■ **READING TEXT**
Good photo (love the colors), but I would say there are some issues with it that are definitely due to the camera and lens combination. There is also no embedded metadata, so there really isn't any way for any of us to verify that it really was shot at ISO 3200.

I've taken a lot of bird photos at ISO 3200 on the 7D (mostly with the 100-400mm lens), and the noise is usually a lot worse than that. Assuming you have not applied any NR, there is definitely a loss of fidelity. There is also a loss of detail. The 100-400mm lens imposes increased softness at f/6.3, and even more at f/5.6...usually, f/7.1 is the sharpest aperture (as f/8 is beyond the DLA of the 7D sensor and just barely a touch softer). Having used both the 100-400 as well as the 300 & 500 Mark II lenses on my 7D recently, I can attest to the fact that at that magnification/crop, even at ISO 3200, the lens is definitely costing you some sharpness and detail definition there...even though they are noisy, a shot taken the 300 or 500 w/ 1.4x TC at f/6.3 usually has much sharper detail.

I'd also point out that the full-size download shows a fair amount of posterization in the background, which is another one of the issues you encounter when using higher ISO settings with small pixels. Gain is so high for such a low full well capacity that you get a lot more quantization error than with something like the 5D III or 1D X and their significantly higher full well capacities.


----------



## Krob78 (Mar 9, 2013)

■ **WHAT YOU WILL DO**
A. Which distinct aperture values (f-numbers) does the forum reply mention?
B. Can you echo the forum reply word for word, starting at "Good photo (love" and ending at "at ISO 3200."?

■ **SOURCE EXCERPT**
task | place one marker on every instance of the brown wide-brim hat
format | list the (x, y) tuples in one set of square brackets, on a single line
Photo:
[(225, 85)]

■ **SOLUTION LIST**
A. f/6.3, f/5.6, f/7.1, f/8

B.
Good photo (love the colors), but I would say there are some issues with it that are definitely due to the camera and lens combination. There is also no embedded metadata, so there really isn't any way for any of us to verify that it really was shot at ISO 3200.